But if I wrap it up, and we do have on the bottom line an easier comp because of heavy TV spend at Ask in Q1 a year ago, but top line directionally similar.
- Analyst
Great.
Thank you.
- CEO, Chairman of the Board
Next question.
Operator
Your next question comes from the line of Doug Anmuth with Barclays Capital.
Your line is open.
- Analyst
Great.
Thanks, this is actually Ron Josey calling in for Doug and thanks for taking our question.
First question is on Ask.
Real quick, you mentioned there was some strength, we know there was strength in tool bars this past quarter from, and it was mentioned earlier on new and existing deals.
Wonder if you could provide some sense on the competition for the new distribution deals and is there any additional insight on IAC's relationship with Google as the search market becomes more competitive?
- CEO, Chairman of the Board
Our relationship with Google, we have two and-a-half years left to go on our arrangements with Google.
And I can't predict what will happen in two and-a-half years.
But I would expect that we are in a better position now competitively than we were when we made the Google deal, in that there is definitely another player that is certainly wanting to compete in a serious way as you can and putting quite large sums behind it of investment.
But I don't think there's anything really to say about it now that will affect that negotiation in a couple years from now.
- EVP, CFO
And I think your other question was on competition in that space.
And look, tool bars are a -- first of all, it's a broad term.
A tool bar is a tool bar.
But there's lots of ways you get consumers to adopt them from just going to your website and wanting an Ask tool bar to the CPA marketing I referred to before to creating products and to working with big distribution partners, software companies and the like, who were downloading software.
And we do all of those activities.
We compete with lots of different people.
Not just the big search providers, the Googles, Microsofts, et cetera, who are desirous of tool bars as well, but there's lots of other smaller companies that do various things to try and get tool bar traffic.
So it's broadly competitive, but we think in kind of the core areas, working with distribution partners, creating intellectual property, CPA marketing, and by virtue of our scale and our ability to monetize.
When you stack all that together, we think we would have a very competitive tool kit and we fight every day, but the results have generally been pretty good and we feel pretty good about it going forward.
- Analyst
Great.
Thank you very much.
Appreciate it.
- EVP, CFO
Thank you.
- CEO, Chairman of the Board
Next question, please.
Operator
Your next question comes from the line of Justin Post with Banc of America.
Your line is open.
- Analyst
Thank you.
Just wondering if you could give us kind of an outlook for normalized cash flow?
If you can't give us forward, maybe go back through 2009 and pull out some of the drivers that were kind of abnormal and just what kind of the normalized level was for 2009?
Thank you.
- EVP, CFO
Yes.
The cash flow characteristics of the business are very good because we tend to be net zero.

----

INSTRUCTIONS.
1 - Answer these from the call transcript:
(a) What firm is Doug Anmuth with?
(b) How much time is left on the arrangements with Google?
(c) What firm is Justin Post with?
2 - Write out everything in the call transcript from "But if I wrap" down to "with Barclays Capital.", switching "TV" to "radio".
3 - Pick up the call transcript after its last sentence and keep it going.
The listing after this is separate from the call transcript.

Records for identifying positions
----

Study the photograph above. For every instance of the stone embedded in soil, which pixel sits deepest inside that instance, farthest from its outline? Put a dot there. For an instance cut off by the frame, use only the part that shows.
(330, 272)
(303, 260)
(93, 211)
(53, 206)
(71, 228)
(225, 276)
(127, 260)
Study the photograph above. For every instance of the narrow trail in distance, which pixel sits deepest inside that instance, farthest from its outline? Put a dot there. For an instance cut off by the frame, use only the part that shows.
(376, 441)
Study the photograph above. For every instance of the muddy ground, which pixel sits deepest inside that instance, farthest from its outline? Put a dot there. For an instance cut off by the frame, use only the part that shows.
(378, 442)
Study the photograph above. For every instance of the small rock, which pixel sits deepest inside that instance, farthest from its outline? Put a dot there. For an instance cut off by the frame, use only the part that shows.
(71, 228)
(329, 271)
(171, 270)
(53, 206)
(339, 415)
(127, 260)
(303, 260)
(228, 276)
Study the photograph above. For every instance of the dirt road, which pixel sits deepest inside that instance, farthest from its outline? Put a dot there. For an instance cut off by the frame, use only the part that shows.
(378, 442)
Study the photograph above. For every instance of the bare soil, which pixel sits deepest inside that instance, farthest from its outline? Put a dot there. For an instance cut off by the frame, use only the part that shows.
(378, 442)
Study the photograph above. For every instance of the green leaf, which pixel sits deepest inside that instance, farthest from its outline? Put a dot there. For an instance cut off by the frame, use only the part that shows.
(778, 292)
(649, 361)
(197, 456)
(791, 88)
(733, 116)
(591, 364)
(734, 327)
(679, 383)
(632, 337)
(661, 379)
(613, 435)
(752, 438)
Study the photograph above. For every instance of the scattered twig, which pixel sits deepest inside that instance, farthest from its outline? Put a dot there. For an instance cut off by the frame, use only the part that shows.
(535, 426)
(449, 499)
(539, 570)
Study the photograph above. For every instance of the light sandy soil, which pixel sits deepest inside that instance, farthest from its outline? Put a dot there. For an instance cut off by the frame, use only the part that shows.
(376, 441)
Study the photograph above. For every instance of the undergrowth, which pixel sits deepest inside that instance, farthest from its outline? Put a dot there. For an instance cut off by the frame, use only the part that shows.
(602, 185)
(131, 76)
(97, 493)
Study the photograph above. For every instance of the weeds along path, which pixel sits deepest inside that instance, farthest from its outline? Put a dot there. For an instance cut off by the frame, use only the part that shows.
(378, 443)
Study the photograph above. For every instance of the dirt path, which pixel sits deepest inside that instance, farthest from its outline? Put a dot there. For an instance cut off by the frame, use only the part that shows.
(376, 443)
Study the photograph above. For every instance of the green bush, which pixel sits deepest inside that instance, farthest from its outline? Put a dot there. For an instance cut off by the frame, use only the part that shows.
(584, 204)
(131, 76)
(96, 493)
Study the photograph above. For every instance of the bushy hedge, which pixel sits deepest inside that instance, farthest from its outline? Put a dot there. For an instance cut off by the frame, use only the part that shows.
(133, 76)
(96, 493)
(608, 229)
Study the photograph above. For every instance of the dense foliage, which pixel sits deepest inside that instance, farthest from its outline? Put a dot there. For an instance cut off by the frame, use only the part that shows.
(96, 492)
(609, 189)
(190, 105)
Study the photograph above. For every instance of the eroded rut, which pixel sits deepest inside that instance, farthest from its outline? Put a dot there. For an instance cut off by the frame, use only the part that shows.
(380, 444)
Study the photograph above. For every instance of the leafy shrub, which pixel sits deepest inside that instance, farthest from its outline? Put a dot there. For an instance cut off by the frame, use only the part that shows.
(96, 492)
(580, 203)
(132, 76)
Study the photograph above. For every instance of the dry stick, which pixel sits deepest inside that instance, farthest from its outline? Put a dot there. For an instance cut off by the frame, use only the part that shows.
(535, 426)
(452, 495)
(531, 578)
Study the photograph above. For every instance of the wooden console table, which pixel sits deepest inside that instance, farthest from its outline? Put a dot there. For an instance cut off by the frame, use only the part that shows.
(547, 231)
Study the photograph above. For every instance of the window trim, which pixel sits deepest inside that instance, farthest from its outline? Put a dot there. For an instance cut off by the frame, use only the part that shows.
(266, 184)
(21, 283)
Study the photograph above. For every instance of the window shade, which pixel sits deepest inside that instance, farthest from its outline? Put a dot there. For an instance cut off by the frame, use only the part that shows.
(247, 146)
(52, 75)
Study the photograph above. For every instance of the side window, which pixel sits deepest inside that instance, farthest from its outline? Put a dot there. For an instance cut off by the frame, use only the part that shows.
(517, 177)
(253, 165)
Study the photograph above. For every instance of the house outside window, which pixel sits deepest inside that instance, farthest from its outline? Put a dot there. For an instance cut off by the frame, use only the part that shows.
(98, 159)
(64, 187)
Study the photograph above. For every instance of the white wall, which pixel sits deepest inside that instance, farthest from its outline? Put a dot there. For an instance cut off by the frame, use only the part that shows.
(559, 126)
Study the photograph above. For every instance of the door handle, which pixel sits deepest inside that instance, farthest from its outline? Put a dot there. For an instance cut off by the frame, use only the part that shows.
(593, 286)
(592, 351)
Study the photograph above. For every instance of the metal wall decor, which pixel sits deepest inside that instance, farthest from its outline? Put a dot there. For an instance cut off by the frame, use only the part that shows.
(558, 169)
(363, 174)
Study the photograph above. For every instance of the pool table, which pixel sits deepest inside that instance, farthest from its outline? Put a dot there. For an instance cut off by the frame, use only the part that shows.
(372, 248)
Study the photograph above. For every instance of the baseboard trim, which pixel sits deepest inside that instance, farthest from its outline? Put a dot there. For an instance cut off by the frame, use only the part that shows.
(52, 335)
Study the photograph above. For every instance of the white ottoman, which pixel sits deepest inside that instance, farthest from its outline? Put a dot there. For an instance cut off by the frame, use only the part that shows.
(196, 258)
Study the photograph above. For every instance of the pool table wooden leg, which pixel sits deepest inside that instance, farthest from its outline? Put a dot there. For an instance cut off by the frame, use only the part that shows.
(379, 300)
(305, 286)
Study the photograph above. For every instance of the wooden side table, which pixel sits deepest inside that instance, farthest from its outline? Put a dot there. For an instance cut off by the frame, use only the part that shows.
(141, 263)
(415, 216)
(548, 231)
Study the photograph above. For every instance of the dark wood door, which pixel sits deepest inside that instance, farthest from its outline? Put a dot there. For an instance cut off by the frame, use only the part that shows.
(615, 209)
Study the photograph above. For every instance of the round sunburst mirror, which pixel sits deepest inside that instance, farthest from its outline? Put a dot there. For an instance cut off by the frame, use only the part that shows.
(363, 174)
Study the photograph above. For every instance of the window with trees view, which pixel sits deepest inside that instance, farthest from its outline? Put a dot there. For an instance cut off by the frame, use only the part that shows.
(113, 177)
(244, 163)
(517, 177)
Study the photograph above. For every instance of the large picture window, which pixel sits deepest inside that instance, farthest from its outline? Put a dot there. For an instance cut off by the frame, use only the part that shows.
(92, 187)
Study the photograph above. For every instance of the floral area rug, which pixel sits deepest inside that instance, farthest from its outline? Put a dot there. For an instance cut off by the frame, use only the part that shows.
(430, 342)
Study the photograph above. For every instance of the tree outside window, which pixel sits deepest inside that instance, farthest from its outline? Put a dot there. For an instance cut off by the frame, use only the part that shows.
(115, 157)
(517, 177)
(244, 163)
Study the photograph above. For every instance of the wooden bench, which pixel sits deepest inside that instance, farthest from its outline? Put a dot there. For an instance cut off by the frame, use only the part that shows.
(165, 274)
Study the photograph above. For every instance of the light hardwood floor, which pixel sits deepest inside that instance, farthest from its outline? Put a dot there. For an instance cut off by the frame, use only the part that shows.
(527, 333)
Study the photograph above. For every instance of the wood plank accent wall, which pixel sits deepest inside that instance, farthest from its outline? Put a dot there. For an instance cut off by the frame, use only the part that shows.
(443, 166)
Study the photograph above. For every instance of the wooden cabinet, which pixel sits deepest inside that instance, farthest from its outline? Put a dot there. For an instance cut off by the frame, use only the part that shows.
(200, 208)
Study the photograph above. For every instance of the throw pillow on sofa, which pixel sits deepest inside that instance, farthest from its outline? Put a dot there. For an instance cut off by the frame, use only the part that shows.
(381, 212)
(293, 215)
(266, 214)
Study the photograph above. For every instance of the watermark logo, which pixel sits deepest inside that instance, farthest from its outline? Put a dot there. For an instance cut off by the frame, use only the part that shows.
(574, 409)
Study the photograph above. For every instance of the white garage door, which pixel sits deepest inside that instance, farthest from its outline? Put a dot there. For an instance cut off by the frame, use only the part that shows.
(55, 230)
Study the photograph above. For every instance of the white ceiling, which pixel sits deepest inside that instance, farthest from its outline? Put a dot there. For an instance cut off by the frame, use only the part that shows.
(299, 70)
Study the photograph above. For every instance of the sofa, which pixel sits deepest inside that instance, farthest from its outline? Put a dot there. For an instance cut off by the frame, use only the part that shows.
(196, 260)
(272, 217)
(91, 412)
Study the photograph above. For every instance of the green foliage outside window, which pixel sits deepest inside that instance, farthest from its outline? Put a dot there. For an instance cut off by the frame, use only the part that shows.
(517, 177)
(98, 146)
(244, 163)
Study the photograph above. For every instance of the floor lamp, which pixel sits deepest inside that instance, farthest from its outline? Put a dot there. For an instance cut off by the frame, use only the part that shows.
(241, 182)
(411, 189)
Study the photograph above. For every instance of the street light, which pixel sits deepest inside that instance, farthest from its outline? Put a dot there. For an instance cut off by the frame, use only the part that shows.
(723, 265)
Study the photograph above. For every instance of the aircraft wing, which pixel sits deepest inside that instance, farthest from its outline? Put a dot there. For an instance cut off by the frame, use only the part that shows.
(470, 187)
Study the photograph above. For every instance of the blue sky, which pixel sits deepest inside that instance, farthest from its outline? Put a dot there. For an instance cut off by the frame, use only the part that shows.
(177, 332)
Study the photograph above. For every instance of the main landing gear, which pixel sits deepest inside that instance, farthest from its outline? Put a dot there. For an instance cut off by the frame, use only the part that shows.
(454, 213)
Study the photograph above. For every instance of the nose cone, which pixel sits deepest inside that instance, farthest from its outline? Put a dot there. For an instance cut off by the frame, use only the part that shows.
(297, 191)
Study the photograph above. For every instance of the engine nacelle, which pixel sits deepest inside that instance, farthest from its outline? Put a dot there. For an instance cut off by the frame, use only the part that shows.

----

RESPONSES BY TASK.
1 -
(a) Barclays Capital
(b) Two and a half years
(c) Banc of America

2 -
But if I wrap it up, and we do have on the bottom line an easier comp because of heavy radio spend at Ask in Q1 a year ago, but top line directionally similar.
- Analyst
Great.
Thank you.
- CEO, Chairman of the Board
Next question.
Operator
Your next question comes from the line of Doug Anmuth with Barclays Capital.

3 -
As you point out, rightfully so, quarter-to-quarter and even year-to-year, it can jump around a lot.
But we tend to be net zero on working capital and right now we are spending less in CapEx than we're depreciating into the OIBA line.
So when you put both of those together, even with a normalized tax rate, I think the best way to think about normalized cash flow in the short term, the near term, it will approximate or approach maybe a better word whatever particular OIBA number you're forecasting.
So I'm not going to forecast that for the year, but we should be able to translate a lot of that OIBA into an after tax OIBA and pretax obviously into an after tax free cash flow number.
Longer term, when that CapEx depreciation thing turns around, then you're going to probably have more leakage on that OIBA figure but we'll see what happens as time goes.
But the fundamental --
- CEO, Chairman of the Board
CapEx is never going to be a particularly --
- EVP, CFO
No, but the depreciation level comes down.
So anyway, but the fundamentals of cash flow generation remain pretty positive.
- Analyst
Great.
And do cash taxes approximate book taxes at this point?
- EVP, CFO
They've been better, lower than book taxes, just as you figure out various tax planning techniques and we have certain attributes we're carrying forward that you can see on the balance sheet.
So I expect them to be the same as or slightly lower than book taxes.
- CEO, Chairman of the Board
Next--
- Analyst
Thank you.
- CEO, Chairman of the Board
Thank you.
Operator
Your next question comes from the line of Kerry Rice with Wedbush Securities.
Your line is open.
- Analyst
Thanks a lot.
Thinking about Search for 2010, there was obviously a lot of macro events affecting the 2009 Search, in the back half of the year, we did see advertising start to improve.
Can you talk a little bit about what you think will be the key drivers in 2010 for Search?
Is it more distribution?
Is it core?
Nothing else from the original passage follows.